>>>

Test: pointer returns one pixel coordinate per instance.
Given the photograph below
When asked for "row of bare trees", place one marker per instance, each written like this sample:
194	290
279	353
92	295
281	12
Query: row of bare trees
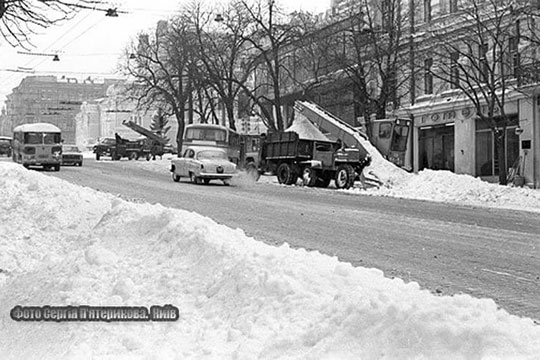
250	55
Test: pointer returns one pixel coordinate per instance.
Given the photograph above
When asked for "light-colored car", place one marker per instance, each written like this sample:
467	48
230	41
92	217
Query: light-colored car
71	155
202	164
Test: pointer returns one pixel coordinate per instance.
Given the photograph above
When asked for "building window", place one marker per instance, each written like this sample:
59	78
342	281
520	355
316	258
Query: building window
454	70
515	57
483	63
452	6
427	10
487	155
428	76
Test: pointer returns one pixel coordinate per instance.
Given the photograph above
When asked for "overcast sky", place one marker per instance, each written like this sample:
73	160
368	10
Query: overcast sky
90	43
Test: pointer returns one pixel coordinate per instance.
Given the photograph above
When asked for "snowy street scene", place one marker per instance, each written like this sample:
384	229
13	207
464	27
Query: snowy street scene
255	179
237	297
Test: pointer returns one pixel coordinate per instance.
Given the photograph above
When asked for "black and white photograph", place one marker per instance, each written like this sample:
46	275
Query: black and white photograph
270	179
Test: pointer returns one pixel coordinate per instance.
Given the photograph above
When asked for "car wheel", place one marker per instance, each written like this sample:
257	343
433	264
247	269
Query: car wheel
285	174
133	155
344	177
252	171
194	179
309	177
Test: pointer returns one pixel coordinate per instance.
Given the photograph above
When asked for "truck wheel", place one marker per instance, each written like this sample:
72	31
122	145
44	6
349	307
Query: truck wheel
323	181
286	174
252	171
309	177
344	177
133	155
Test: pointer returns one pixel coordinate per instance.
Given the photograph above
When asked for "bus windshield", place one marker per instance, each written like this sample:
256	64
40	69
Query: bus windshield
33	138
208	134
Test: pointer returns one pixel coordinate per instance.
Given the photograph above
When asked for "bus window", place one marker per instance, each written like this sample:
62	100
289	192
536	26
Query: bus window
51	138
385	130
33	138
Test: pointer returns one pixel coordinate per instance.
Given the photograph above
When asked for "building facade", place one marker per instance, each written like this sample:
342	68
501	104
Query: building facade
104	117
448	131
51	100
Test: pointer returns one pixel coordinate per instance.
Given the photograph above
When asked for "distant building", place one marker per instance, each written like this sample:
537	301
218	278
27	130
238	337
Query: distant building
104	117
52	100
251	125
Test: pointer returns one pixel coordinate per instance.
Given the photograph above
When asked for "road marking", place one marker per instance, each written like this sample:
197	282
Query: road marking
507	274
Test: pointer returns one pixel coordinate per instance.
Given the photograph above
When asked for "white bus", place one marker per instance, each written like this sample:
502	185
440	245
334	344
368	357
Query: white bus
38	144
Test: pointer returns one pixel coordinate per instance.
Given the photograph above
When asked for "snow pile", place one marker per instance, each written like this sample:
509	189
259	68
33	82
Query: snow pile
381	171
305	129
238	298
445	186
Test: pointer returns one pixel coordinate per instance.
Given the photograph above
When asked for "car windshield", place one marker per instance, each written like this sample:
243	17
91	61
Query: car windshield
211	154
108	141
71	148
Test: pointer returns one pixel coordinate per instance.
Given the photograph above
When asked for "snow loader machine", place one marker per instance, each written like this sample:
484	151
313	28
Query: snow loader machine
317	160
153	145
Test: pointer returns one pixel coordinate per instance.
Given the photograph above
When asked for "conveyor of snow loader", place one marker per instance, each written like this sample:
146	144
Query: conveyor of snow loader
145	132
335	127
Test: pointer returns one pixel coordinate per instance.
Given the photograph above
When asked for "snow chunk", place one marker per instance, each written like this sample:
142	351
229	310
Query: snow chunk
305	129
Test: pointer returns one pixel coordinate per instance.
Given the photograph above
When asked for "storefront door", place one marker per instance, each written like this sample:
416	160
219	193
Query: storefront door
436	147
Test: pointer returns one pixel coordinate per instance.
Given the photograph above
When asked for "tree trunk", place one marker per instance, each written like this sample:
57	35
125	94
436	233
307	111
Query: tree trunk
230	115
501	155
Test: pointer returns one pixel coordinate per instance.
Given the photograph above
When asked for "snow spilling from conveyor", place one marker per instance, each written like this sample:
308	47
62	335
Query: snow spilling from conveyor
238	298
383	171
305	129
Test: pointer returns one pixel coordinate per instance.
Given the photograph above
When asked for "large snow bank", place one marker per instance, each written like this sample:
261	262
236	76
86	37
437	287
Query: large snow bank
238	298
445	186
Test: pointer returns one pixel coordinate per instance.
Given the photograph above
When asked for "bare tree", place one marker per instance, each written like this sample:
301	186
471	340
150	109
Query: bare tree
161	67
222	55
479	57
269	32
372	52
19	19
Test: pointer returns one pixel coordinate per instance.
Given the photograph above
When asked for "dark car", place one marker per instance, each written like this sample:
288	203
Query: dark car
5	145
71	155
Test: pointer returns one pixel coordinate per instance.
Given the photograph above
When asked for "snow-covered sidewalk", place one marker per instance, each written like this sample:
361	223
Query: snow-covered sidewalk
61	244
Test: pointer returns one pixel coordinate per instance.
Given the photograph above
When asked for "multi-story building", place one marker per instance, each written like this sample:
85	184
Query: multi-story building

<<<

◆ **What is being asked**
Reproduce all of the data exactly; the pictures do not belong in the copy.

◆ **Task solution**
Test: pointer returns one pixel coordinate per instance.
Given the photograph below
When asked for "row of bare trees", place one marker per instance, each written like this sample:
194	290
279	353
92	295
281	12
Query: row of bare trees
250	55
Test: pointer returns one pixel coordinate per instance.
Given the photograph above
When asked for "light-colored car", place one marker per instance, each written like this sample:
467	48
230	41
92	217
Query: light-colored car
71	155
202	164
Test: pointer returns one pixel coordinate per instance.
Given the photograph above
When asked for "building window", place one marker per instance, each written like this sample:
59	78
342	281
520	355
316	258
Query: building window
454	70
515	57
483	63
452	6
427	10
487	155
428	76
Test: pointer returns one pixel coordinate per instance.
Given the photograph above
When asked for "overcast sky", place one marker per instance, each written like this sample:
73	160
368	10
Query: overcast sky
90	43
Test: pointer returns one pixel coordinate per instance.
Given the photograph above
When asked for "snowy street scene", place one marker per instance, each written like this sample:
384	229
13	207
464	27
Query: snowy street scene
255	179
237	297
Test: pointer returns one pixel coordinate per instance.
Given the photograph above
When asked for "black and white photograph", place one marker per instance, each written like this sample:
46	275
Query: black and white photograph
270	179
Test: pointer returns one pixel coordinate per instance.
Given the photograph above
When asked for "car wheel", place one marker per instance, each written like this sample:
257	343
433	264
247	269
Query: car wheel
285	174
133	155
344	177
252	171
194	179
309	177
Test: pointer returns one pixel coordinate per instance.
Given the photograph above
When asked for "truck wheel", place one marker per instance, each written like this sample:
72	31
122	145
44	6
349	307
Query: truck wheel
323	181
286	174
252	171
309	177
344	177
133	155
Test: pointer returns one pixel coordinate per instance.
Given the photograph above
When asked for "bus windshield", place one marker per instance, each written like this sample:
256	64
40	69
Query: bus windshield
33	138
208	134
Test: pointer returns one pixel coordinate per instance.
Given the photograph above
When asked for "bus window", place one marker per instance, each written like this sample:
62	100
289	192
536	26
Query: bus window
51	138
385	130
33	138
Test: pointer returns one pixel coordinate per instance.
Given the photograph above
When asked for "building facade", place one marker per instance, each written like this sample:
342	68
501	104
Query: building facade
104	117
448	131
51	100
Test: pointer returns one pixel coordinate per instance.
Given the photograph above
When asked for "distant building", place one marker per instance, each written like this sample:
537	301
218	278
27	130
238	337
Query: distant building
104	117
52	100
251	125
Test: pointer returns one pixel coordinate per instance.
Given the photograph above
When asked for "road marking", place one marker per instance, each written like this sample:
197	282
Query: road marking
507	274
Test: pointer returns one pixel coordinate per instance.
Given the photograph above
When asked for "white bus", place one marker per instance, each written like this sample:
502	185
440	245
334	344
368	357
Query: white bus
38	144
Test: pointer returns one pixel coordinate per instance.
Given the photograph above
When asked for "snow pile", place one marker per instance, each written like this sample:
509	189
259	68
33	82
Query: snow pile
381	171
305	129
238	298
445	186
Test: pointer returns one pixel coordinate per instance.
Given the photograph above
When asked for "car windshield", place one marker per instance, each written like this sample:
243	17
91	61
Query: car windshield
211	154
108	141
71	148
Test: pointer returns one pixel coordinate per instance.
Given the photograph above
When asked for "snow loader machine", place one marker per instance, each written like this sample:
484	151
313	28
Query: snow loader machine
317	160
153	145
Test: pointer returns one pixel coordinate per instance.
Given the photograph above
When asked for "conveyor of snow loader", place one marker per instance, each written like this sample:
146	144
Query: conveyor of snow loader
145	132
335	127
Test: pointer returns one pixel coordinate per instance.
Given the photograph above
When asked for "snow chunk", place one marker per instance, each written like this sample:
142	351
229	310
Query: snow chunk
305	129
Test: pointer returns one pixel coordinate per instance.
Given the photograph above
When asked for "storefront door", place one marker per instance, each written like this sample:
416	160
219	193
Query: storefront door
436	147
Test: pointer returns one pixel coordinate per instance.
Given the photograph above
When asked for "tree trunk", place one marker per instance, each written like this sample:
57	35
125	94
436	233
307	111
Query: tree trunk
230	115
501	155
Test: pointer returns one pixel coordinate per instance.
Given the photograph above
When asked for "snow spilling from conveyor", place one marker per instance, each written like this sample:
308	47
62	335
Query: snow spilling from conveyor
238	298
383	171
305	129
Test: pointer returns one pixel coordinate per instance.
Given the photograph above
When asked for "large snow bank", place one marker per instance, each written like this sample:
261	262
236	76
86	37
437	287
Query: large snow bank
238	298
445	186
Test: pointer returns one pixel coordinate per instance.
Given the photograph above
When asked for "bare tree", place one marker per instance, each written like this sample:
301	186
471	340
150	109
Query: bare tree
161	67
222	55
479	57
269	32
372	52
19	19
Test: pointer returns one pixel coordinate per instance.
Given the photograph above
When asked for "dark car", place one marker per instance, each written like this sample:
288	203
Query: dark car
5	145
71	155
Test: pointer returns one pixel coordinate per instance.
Given the photograph above
When asked for "snow-covered sidewalk", place one marker per instance, each written like this sample:
361	223
Query: snow-covered sidewalk
61	244
Test: pointer returns one pixel coordinate per instance.
Given the photograph above
When asked for "multi-story building", place one marker per instance, each written like this sample:
85	184
Query: multi-story building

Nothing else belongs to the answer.